▶ [Exercise objective]: Copy each of the following lines verbatim, preserving every word, number, and punctuation mark.

▶ [Supplied records]:

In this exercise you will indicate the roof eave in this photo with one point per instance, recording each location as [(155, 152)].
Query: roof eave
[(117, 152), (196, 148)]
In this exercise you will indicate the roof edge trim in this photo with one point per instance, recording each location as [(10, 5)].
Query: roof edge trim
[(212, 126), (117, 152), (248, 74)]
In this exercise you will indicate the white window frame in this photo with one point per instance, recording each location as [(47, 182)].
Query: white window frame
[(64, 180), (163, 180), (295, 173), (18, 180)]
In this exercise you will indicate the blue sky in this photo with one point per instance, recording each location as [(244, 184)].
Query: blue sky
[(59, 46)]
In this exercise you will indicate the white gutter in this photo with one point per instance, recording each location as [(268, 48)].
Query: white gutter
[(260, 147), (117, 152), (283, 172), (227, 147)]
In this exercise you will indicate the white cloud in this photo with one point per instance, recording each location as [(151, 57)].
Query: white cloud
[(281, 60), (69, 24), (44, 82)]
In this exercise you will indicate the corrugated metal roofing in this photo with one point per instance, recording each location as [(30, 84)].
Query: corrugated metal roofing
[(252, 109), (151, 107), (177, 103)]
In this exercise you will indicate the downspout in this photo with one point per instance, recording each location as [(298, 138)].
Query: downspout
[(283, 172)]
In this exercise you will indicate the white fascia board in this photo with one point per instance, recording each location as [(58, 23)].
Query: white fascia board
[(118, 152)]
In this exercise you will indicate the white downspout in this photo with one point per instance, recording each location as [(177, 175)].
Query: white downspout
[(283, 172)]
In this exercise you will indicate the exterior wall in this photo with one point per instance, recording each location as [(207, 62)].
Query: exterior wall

▶ [Task output]:
In this exercise you will indicate the roof eave in this photo with one point per instance, recording each location as [(155, 152)].
Query: roof eave
[(117, 152), (196, 148)]
In this exercise you will indicate the roof edge trim in this photo with one point per instance, recording each location as [(10, 5)].
Query: roof edge trim
[(212, 126), (117, 152), (248, 74)]
In this exercise you will indicate the white window frame in this photo with one point per instance, recording each location as [(47, 182)].
Query: white window frame
[(64, 180), (163, 180), (295, 173), (18, 180)]
In this exercise you will indicate the blue sky in this photo with one point per instance, recording each location as [(244, 184)].
Query: blue sky
[(59, 46)]
In this exercise you will indicate the white gutter in this photo with one point per instance, recording each location as [(268, 48)].
Query: white gutter
[(260, 147), (117, 152), (283, 172), (227, 147)]
In this exercise you will indicate the white cloud in this photo with one point per instance, recording each location as [(151, 57)].
Query: white cloud
[(281, 60), (69, 24), (44, 82)]
In this exercise you will indicate the corrugated metal roofing in this photo with one point per instance, recording each location as [(30, 84)].
Query: corrugated metal roofing
[(252, 109), (151, 107), (177, 103)]
In this exercise you will indicate the downspout in this photo with one point per instance, recording each location as [(298, 138)].
Query: downspout
[(283, 172)]
In this exercise you will indicate the white fascia board in this photo with one point per instance, recording each location as [(58, 23)].
Query: white fascia board
[(118, 152)]
In this exercise you will indicate the white downspout in this photo with one point per instance, recording each location as [(177, 175)].
Query: white downspout
[(283, 172)]
In this exercise you will indicate the exterior wall in this photo with one point per instance, recording each location as [(207, 62)].
Query: exterior wall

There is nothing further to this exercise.